→ **PROBLEM STATEMENT**
Every entry needs to be duplicated exactly.

━━ THE RECORDS ━━

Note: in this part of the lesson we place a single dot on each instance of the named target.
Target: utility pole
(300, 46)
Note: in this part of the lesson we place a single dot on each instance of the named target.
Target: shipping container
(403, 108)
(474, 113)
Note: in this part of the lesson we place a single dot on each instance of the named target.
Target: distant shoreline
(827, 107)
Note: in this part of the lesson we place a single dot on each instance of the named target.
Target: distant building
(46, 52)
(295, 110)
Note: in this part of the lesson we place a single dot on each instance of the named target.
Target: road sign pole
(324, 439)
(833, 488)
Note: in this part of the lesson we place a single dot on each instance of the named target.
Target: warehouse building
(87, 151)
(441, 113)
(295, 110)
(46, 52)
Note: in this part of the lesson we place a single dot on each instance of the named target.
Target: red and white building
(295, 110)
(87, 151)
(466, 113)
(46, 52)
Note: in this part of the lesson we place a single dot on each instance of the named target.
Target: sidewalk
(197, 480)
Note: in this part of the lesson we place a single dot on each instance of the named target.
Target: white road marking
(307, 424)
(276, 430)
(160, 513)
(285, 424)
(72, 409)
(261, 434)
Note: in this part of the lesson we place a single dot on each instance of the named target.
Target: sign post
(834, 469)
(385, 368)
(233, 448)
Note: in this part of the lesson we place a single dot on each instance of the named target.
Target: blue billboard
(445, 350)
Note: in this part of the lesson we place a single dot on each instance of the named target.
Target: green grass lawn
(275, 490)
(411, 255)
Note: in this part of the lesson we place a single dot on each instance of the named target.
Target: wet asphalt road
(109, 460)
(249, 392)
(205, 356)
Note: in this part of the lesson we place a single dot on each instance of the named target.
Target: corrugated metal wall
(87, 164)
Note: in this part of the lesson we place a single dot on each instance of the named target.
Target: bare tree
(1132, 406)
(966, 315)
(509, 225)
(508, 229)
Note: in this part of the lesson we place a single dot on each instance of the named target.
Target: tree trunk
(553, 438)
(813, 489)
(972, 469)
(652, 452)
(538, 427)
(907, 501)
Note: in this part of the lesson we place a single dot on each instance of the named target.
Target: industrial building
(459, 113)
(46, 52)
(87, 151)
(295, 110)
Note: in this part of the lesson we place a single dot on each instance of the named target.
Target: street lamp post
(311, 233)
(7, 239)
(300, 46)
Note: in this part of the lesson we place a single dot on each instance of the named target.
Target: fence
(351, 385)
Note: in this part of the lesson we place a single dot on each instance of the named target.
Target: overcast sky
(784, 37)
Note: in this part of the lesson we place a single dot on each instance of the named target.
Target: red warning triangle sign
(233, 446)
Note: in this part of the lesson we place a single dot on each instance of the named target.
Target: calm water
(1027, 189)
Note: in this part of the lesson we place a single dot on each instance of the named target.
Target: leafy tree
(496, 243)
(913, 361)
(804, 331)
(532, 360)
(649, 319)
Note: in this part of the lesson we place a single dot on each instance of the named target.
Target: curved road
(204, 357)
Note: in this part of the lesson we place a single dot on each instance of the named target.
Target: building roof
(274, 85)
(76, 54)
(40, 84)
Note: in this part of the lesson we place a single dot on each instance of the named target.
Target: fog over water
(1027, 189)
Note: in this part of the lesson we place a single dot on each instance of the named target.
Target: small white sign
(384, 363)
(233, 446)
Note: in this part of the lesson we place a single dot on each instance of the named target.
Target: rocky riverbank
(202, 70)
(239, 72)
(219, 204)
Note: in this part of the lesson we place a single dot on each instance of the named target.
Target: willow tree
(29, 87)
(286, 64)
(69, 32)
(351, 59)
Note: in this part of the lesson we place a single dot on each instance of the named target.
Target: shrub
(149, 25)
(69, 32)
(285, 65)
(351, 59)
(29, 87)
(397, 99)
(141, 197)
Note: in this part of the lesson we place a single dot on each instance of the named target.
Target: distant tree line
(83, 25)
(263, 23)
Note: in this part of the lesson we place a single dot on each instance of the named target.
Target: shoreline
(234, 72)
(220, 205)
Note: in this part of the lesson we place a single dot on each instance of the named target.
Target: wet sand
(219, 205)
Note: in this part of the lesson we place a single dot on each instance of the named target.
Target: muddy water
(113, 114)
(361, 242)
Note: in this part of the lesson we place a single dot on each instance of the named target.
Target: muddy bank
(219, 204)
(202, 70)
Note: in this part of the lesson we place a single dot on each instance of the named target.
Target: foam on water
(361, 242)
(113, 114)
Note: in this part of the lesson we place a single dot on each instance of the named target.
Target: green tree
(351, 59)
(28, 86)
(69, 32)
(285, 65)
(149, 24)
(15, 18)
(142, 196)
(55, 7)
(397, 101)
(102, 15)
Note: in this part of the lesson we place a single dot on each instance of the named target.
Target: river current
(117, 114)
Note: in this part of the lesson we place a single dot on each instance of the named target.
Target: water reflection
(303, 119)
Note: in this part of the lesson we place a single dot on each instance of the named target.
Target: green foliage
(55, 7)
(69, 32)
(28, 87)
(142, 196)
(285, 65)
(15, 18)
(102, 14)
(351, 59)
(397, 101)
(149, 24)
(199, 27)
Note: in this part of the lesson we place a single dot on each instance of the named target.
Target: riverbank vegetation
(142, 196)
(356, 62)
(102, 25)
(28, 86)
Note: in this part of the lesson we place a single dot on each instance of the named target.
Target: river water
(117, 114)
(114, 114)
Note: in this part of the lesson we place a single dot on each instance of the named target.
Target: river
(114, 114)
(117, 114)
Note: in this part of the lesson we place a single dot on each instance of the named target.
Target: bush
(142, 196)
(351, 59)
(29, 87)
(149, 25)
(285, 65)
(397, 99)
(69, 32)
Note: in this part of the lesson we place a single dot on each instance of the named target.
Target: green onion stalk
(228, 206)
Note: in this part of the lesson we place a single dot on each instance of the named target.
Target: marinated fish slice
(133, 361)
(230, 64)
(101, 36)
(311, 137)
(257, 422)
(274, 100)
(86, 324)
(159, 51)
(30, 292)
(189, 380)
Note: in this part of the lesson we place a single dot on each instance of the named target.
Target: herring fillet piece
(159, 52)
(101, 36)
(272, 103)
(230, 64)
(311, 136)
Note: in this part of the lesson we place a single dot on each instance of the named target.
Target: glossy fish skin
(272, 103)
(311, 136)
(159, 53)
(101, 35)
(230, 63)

━━━

→ **OUTPUT**
Note: in this part of the lesson we place a single dot on each instance of the named target.
Target: utility pole
(300, 46)
Note: in this part of the lesson we place a single dot on each instance of the named target.
Target: shipping container
(403, 108)
(474, 113)
Note: in this part of the lesson we place a single dot on each instance of the named target.
Target: distant shoreline
(827, 107)
Note: in this part of the lesson we place a single dot on each instance of the named target.
Target: distant building
(46, 52)
(295, 110)
Note: in this part of the lesson we place a single dot on each instance of the named target.
Target: road sign pole
(324, 439)
(833, 488)
Note: in this part of the lesson we place a single dot on each instance of the named target.
Target: warehouse building
(87, 151)
(441, 113)
(295, 110)
(46, 52)
Note: in this part of the lesson we place a single dot on each instance of the named target.
Target: red and white building
(295, 110)
(87, 151)
(466, 113)
(46, 52)
Note: in this part of the lesson we place a single dot on each instance of the named target.
Target: sidewalk
(197, 480)
Note: in this part of the lesson we place a single dot on each instance of the named target.
Target: white road marking
(307, 424)
(276, 430)
(160, 513)
(285, 424)
(72, 409)
(261, 434)
Note: in this part of the lesson we place a single dot on each instance of the named target.
Target: sign post
(834, 469)
(385, 368)
(233, 448)
Note: in this part of the lesson we place a single dot on each instance of the named target.
Target: blue billboard
(445, 350)
Note: in this part of the lesson we place a single dot on each instance of the named target.
Target: green grass lawn
(275, 490)
(411, 255)
Note: in this part of the lesson we place a single dot on each instance of the named target.
Target: wet asphalt road
(109, 460)
(249, 392)
(205, 356)
Note: in this part of the lesson we place a single dot on each instance of the named target.
Target: corrugated metal wall
(87, 164)
Note: in this part of the lesson we place a single dot on each instance of the named target.
Target: bare tree
(1132, 406)
(966, 315)
(509, 225)
(508, 229)
Note: in this part of the lesson we place a single dot on each instance of the named target.
Target: tree trunk
(553, 438)
(813, 489)
(972, 469)
(652, 452)
(538, 427)
(907, 501)
Note: in this part of the lesson we place a single dot on each instance of the named target.
Target: industrial building
(459, 113)
(46, 52)
(87, 151)
(295, 110)
Note: in this part of the lesson we place a single dot on each instance of the named target.
Target: street lamp post
(311, 233)
(7, 239)
(300, 46)
Note: in this part of the lesson we place a single dot on each instance of the named target.
Target: fence
(351, 385)
Note: in this part of the lesson we place a single dot on each instance of the named target.
Target: overcast sky
(784, 37)
Note: in this part of the lesson we place a single dot on each instance of the named target.
Target: red warning triangle sign
(233, 446)
Note: in this part of the lesson we place a single dot on each instance of the named target.
Target: calm water
(1027, 189)
Note: in this part of the lesson we place a single dot on each instance of the named target.
Target: leafy tree
(496, 243)
(913, 361)
(804, 331)
(532, 360)
(649, 319)
Note: in this part of the lesson we place a single dot on each instance of the named target.
Target: curved road
(204, 357)
Note: in this part of the lesson we place a single dot on each instance of the named target.
Target: building roof
(274, 85)
(76, 54)
(40, 84)
Note: in this part of the lesson we place a single dot on each instance of the named target.
Target: fog over water
(1027, 189)
Note: in this part of the lesson we place a single dot on each instance of the named target.
Target: small white sign
(384, 363)
(233, 446)
Note: in this part of the lesson we place a single dot on each instance of the named target.
Target: rocky riverbank
(202, 70)
(239, 72)
(219, 204)
Note: in this part of the lesson we place a single dot on each instance of the named target.
Target: willow tree
(29, 87)
(286, 64)
(69, 32)
(351, 59)
Note: in this part of the lesson we place a single dot on each instance of the named target.
Target: shrub
(149, 25)
(69, 32)
(285, 65)
(351, 59)
(29, 87)
(397, 99)
(141, 197)
Note: in this part of the lesson we place a single dot on each instance of the named target.
Target: distant tree line
(83, 25)
(263, 23)
Note: in this part of the lesson we place a single dot on each instance of the named target.
Target: shoreline
(234, 72)
(220, 205)
Note: in this part of the lesson we place a single dot on each instance of the named target.
Target: wet sand
(219, 205)
Note: in this part of the lesson we place a single dot on each instance of the named target.
Target: muddy water
(113, 114)
(361, 242)
Note: in this part of the lesson we place a single dot on each instance of the named target.
Target: muddy bank
(219, 204)
(202, 70)
Note: in this part of the lesson we place a single dot on each instance of the named target.
Target: foam on water
(361, 242)
(113, 114)
Note: in this part of the lesson we place a single dot on each instance of the named target.
Target: green tree
(351, 59)
(28, 86)
(69, 32)
(285, 65)
(149, 24)
(15, 18)
(142, 196)
(55, 7)
(397, 101)
(102, 15)
Note: in this part of the lesson we place a single dot on each instance of the named target.
Target: river current
(117, 114)
Note: in this part of the lesson we place a single dot on each instance of the named target.
Target: water reflection
(303, 119)
Note: in this part of the lesson we place a single dot on each instance of the named target.
Target: green foliage
(55, 7)
(69, 32)
(28, 87)
(142, 196)
(285, 65)
(15, 18)
(102, 14)
(351, 59)
(397, 101)
(149, 24)
(199, 27)
Note: in this part of the lesson we place a single dot on each instance of the named target.
Target: riverbank vegetation
(142, 196)
(356, 62)
(102, 25)
(28, 86)
Note: in this part of the lesson we place a single dot on each instance of the named target.
Target: river water
(117, 114)
(114, 114)
Note: in this part of the lesson we place a single dot on each instance of the named target.
Target: river
(114, 114)
(117, 114)
Note: in this part of the lesson we place a single dot on each instance of the named target.
Target: bush
(142, 196)
(351, 59)
(29, 87)
(149, 25)
(285, 65)
(397, 99)
(69, 32)
Note: in this part of the lesson we place a single dot on each instance of the named target.
Target: green onion stalk
(228, 206)
Note: in this part of the lesson we place a single dot on each instance of the named target.
Target: marinated fish slice
(133, 361)
(230, 64)
(101, 36)
(311, 137)
(257, 422)
(274, 100)
(86, 324)
(159, 51)
(30, 292)
(189, 380)
Note: in this part of the lesson we place a single dot on each instance of the named target.
Target: herring fillet piece
(159, 52)
(101, 36)
(272, 103)
(230, 64)
(311, 136)
Note: in this part of the lesson we place a single dot on each instance of the named target.
Target: glossy fish skin
(272, 103)
(311, 136)
(159, 53)
(101, 35)
(230, 63)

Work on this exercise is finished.